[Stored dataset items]
|---|
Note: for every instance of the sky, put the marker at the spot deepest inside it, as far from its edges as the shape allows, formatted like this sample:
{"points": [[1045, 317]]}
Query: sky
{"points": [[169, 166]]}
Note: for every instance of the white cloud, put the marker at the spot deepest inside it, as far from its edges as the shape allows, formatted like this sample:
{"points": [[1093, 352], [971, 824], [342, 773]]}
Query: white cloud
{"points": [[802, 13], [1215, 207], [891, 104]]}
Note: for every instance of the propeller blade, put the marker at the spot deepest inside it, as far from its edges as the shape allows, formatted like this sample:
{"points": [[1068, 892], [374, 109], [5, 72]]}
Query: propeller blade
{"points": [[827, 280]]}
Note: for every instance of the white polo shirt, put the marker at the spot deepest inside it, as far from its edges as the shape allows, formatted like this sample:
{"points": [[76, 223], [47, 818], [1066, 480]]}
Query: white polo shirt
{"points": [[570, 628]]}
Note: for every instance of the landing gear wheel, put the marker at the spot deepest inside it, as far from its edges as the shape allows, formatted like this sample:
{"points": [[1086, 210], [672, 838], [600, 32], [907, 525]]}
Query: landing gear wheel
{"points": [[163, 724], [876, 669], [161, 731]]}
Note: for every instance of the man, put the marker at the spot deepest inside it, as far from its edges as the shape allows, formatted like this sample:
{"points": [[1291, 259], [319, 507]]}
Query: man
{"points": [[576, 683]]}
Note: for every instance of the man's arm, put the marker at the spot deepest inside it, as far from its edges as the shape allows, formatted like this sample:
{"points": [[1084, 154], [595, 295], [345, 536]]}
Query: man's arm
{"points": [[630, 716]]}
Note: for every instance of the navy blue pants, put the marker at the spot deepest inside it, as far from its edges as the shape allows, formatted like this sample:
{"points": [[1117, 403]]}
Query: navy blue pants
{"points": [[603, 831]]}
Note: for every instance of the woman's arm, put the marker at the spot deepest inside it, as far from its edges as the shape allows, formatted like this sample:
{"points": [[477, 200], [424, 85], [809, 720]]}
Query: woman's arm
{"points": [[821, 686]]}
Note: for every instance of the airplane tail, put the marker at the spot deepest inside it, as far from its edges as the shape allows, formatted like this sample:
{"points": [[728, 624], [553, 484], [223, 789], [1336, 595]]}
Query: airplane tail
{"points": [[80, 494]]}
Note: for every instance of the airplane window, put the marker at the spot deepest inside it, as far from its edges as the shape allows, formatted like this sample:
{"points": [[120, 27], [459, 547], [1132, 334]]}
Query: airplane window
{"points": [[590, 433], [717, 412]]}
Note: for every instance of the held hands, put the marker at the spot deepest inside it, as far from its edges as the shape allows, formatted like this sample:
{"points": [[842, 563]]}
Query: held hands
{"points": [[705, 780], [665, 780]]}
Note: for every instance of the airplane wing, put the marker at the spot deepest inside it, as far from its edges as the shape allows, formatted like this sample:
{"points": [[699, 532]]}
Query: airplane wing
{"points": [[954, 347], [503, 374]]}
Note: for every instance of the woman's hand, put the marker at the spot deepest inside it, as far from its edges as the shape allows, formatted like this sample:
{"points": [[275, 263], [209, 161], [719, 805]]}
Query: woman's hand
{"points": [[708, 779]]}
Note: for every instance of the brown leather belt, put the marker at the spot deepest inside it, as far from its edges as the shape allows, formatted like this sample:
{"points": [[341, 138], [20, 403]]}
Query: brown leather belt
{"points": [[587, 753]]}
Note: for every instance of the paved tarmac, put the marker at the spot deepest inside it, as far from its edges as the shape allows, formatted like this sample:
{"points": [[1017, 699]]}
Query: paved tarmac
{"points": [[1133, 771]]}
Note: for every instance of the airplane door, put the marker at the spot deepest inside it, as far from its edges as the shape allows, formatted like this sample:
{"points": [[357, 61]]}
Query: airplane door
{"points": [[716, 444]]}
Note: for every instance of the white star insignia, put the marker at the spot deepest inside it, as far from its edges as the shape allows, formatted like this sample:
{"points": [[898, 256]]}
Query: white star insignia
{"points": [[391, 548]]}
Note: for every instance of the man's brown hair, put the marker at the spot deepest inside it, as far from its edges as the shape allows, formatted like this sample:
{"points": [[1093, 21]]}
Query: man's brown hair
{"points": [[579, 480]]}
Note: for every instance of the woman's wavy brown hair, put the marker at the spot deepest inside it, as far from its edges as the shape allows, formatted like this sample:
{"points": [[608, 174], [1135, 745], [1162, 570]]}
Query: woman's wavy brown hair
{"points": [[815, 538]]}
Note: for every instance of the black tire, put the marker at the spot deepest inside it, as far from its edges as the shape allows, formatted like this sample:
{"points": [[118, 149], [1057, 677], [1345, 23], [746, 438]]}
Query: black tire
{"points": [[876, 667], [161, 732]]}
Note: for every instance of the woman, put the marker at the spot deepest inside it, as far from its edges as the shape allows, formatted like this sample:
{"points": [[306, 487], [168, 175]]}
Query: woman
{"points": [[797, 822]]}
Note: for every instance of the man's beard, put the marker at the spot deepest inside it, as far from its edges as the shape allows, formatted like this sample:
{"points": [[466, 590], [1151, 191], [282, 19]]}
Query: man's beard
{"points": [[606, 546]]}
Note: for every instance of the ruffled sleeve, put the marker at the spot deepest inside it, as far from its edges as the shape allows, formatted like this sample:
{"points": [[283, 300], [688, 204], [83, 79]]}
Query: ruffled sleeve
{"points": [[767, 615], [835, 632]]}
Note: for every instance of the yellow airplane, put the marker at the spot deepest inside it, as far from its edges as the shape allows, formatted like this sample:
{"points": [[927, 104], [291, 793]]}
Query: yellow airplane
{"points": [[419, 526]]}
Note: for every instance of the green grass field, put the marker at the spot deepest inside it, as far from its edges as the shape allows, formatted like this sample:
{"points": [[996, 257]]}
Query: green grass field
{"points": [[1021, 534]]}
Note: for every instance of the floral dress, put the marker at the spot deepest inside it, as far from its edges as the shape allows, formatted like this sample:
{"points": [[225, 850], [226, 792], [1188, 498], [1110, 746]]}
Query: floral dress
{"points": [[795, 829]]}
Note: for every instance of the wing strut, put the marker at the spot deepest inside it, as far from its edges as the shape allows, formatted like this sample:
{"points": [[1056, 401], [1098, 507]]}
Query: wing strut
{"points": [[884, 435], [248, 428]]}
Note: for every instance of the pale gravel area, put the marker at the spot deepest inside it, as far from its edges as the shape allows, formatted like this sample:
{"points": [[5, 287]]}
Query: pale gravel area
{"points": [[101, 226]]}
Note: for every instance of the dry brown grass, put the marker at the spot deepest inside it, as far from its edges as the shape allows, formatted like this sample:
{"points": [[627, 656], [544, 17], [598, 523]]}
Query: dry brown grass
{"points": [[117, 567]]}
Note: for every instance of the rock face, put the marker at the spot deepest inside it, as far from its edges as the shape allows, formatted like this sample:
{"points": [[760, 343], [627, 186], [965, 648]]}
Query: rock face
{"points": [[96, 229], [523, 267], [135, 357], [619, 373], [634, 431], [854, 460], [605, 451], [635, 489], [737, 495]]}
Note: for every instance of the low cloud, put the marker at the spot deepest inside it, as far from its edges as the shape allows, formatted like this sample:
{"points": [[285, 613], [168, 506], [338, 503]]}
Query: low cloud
|---|
EXERCISE INSTRUCTIONS.
So that no detail is lost, give every line of the data again exactly.

THE ANSWER.
Note: for every instance of the sky, put the marker at the spot deepest inside it, as far from its edges as the shape allows, formatted like this sample:
{"points": [[1045, 317]]}
Query: sky
{"points": [[169, 166]]}
Note: for every instance of the white cloud, put the marker at the spot deepest inside it, as far from its edges as the shape allows, formatted like this sample:
{"points": [[1093, 352], [971, 824], [342, 773]]}
Query: white cloud
{"points": [[802, 13], [1215, 207], [891, 104]]}
Note: for every instance of the propeller blade, put the marker at the spot deepest inside it, as far from its edges as the shape allows, formatted like this sample:
{"points": [[1068, 892], [374, 109], [5, 72]]}
Query: propeller blade
{"points": [[827, 280]]}
Note: for every instance of the white polo shirt, put the marker at the spot deepest inside it, as far from its edges as the shape allows, formatted like this sample:
{"points": [[76, 223], [47, 818], [1066, 480]]}
Query: white polo shirt
{"points": [[570, 628]]}
Note: for every instance of the landing gear wheel, put the marker at the spot deepest inside it, as far from its edges as the shape allows, formatted like this sample:
{"points": [[1086, 210], [672, 838], [600, 32], [907, 525]]}
Query: landing gear wheel
{"points": [[163, 724], [876, 669], [161, 731]]}
Note: for every instance of the man, put the marker at the spot deepest inside it, as far from its edges as the shape allows, formatted like this sample:
{"points": [[1291, 259], [319, 507]]}
Query: man
{"points": [[576, 683]]}
Note: for every instance of the man's arm, put the marker at the spot deepest inside it, as far from its edges as the shape allows, formatted like this sample:
{"points": [[1084, 154], [595, 295], [345, 536]]}
Query: man's arm
{"points": [[630, 716]]}
Note: for every instance of the navy blue pants, put the marker at the spot deepest inside it, as far from its edges as the shape allows, formatted like this sample:
{"points": [[1117, 403]]}
Query: navy blue pants
{"points": [[603, 831]]}
Note: for every instance of the woman's arm, put the marker at the spot deepest inside it, as far from its edges as the shape allows, formatted like this sample:
{"points": [[477, 200], [424, 85], [809, 720]]}
Query: woman's arm
{"points": [[821, 686]]}
Note: for every instance of the airplane tail, put the marker at the spot deepest inside it, as far from its edges as the shape allows, formatted like this sample:
{"points": [[728, 624], [553, 484], [223, 789], [1336, 595]]}
Query: airplane tail
{"points": [[80, 494]]}
Note: for every instance of the airplane window, put the marker at the spot deepest inside it, as far from its edges as the shape allows, formatted like this sample:
{"points": [[120, 27], [459, 547], [1132, 334]]}
Query: airplane window
{"points": [[590, 433], [717, 412]]}
Note: for every instance of the held hands, put the marker at the spot deepest inside it, as far from its edges as the shape allows, formatted like this sample:
{"points": [[842, 563]]}
Query: held hands
{"points": [[705, 780], [665, 780]]}
Note: for every instance of the airplane wing, put the marker at the spot deepest inside it, as far from its edges as the shape allows, formatted like this sample:
{"points": [[699, 532]]}
Query: airplane wing
{"points": [[954, 347], [503, 374]]}
Note: for every instance of the woman's hand, put the marker at the spot deepest inside it, as far from its edges as the shape allows, formatted like this sample:
{"points": [[275, 263], [209, 161], [719, 805]]}
Query: woman's hand
{"points": [[708, 779]]}
Note: for every instance of the brown leather belt, put the marker at the spot deepest inside it, as far from its edges as the shape allows, formatted like this sample:
{"points": [[341, 138], [20, 403]]}
Query: brown leather belt
{"points": [[587, 753]]}
Note: for every instance of the paved tarmac, put the marker at the spot deepest inside it, as far from its edges as the shape allows, formatted like this sample:
{"points": [[1017, 699]]}
Query: paved tarmac
{"points": [[1133, 771]]}
Note: for every instance of the airplane door, put the marker at the spot deepest inside it, as far from its edges as the shape allows, formatted like this sample:
{"points": [[357, 61]]}
Query: airplane door
{"points": [[716, 444]]}
Note: for every instance of the white star insignia, put the marker at the spot deepest inside it, as far from its edges as the shape allows, formatted like this sample:
{"points": [[898, 256]]}
Query: white star insignia
{"points": [[391, 548]]}
Note: for every instance of the man's brown hair, put the marker at the spot deepest inside it, as far from its edges as the shape allows, formatted like this sample:
{"points": [[1093, 21]]}
Query: man's brown hair
{"points": [[579, 480]]}
Note: for every instance of the woman's wavy brown hair, put the marker at the spot deepest inside it, as far from its edges as the shape allows, formatted like this sample:
{"points": [[608, 174], [1135, 745], [1162, 570]]}
Query: woman's wavy brown hair
{"points": [[815, 538]]}
Note: for every instance of the black tire, put the marker at the spot deepest inside it, as far from its edges as the shape allows, formatted like this sample:
{"points": [[118, 149], [1057, 677], [1345, 23], [746, 438]]}
Query: black tire
{"points": [[876, 667], [161, 732]]}
Note: for every instance of the woman, put the marker at the spot deepest inside it, as far from its edges as the shape allows, formatted like this sample:
{"points": [[306, 487], [168, 175]]}
Query: woman
{"points": [[797, 822]]}
Note: for every instance of the man's beard, put the marker at the spot deepest inside it, as far from its edges as the shape allows, formatted like this sample:
{"points": [[466, 590], [1151, 191], [282, 19]]}
Query: man's beard
{"points": [[606, 546]]}
Note: for every instance of the ruffled sleeve, put the marker at the spot deepest inside it, as far from its edges as the shape allows, formatted like this sample:
{"points": [[283, 300], [688, 204], [83, 79]]}
Query: ruffled sleeve
{"points": [[767, 615], [835, 632]]}
Note: for every instance of the yellow airplane, put the marker at the spot deepest inside it, as far from its edges as the shape allows, formatted like this sample:
{"points": [[927, 104], [291, 793]]}
Query: yellow airplane
{"points": [[419, 526]]}
Note: for every instance of the green grass field, put the marker at the spot deepest inside it, as far from its edges as the shape allows, formatted like this sample:
{"points": [[996, 257]]}
Query: green grass field
{"points": [[1021, 534]]}
Note: for every instance of the floral dress, put the marker at the spot deepest inside it, as far from its edges as the shape allows, formatted like this sample:
{"points": [[225, 850], [226, 792], [1188, 498], [1110, 746]]}
Query: floral dress
{"points": [[795, 829]]}
Note: for every instance of the wing strut, put the marker at the spot deepest inside it, as far from its edges as the shape allows, formatted like this sample:
{"points": [[1056, 401], [1098, 507]]}
Query: wing strut
{"points": [[884, 435], [248, 428]]}
Note: for every instance of the pale gravel area, put the marker at the spot deepest inside it, as far from its edges as the shape allows, formatted like this sample:
{"points": [[5, 287]]}
Query: pale gravel area
{"points": [[101, 226]]}
Note: for every instance of the dry brown grass, put the marker at the spot deepest inside it, as far from its edges as the shape allows, formatted like this sample:
{"points": [[627, 656], [544, 17], [598, 523]]}
Query: dry brown grass
{"points": [[117, 567]]}
Note: for every instance of the rock face, put the marker at the spot deepest inside it, as far from its edges as the shape allows, formatted like this sample:
{"points": [[760, 343], [627, 186], [965, 648]]}
Query: rock face
{"points": [[96, 229], [523, 267], [135, 357], [619, 373], [634, 431], [854, 460], [605, 451], [635, 489], [737, 495]]}
Note: for every instance of the low cloud, put the marker at the spot deepest inside it, as far from its edges as the shape allows, formatted like this sample:
{"points": [[285, 613], [168, 506], [338, 503]]}
Query: low cloud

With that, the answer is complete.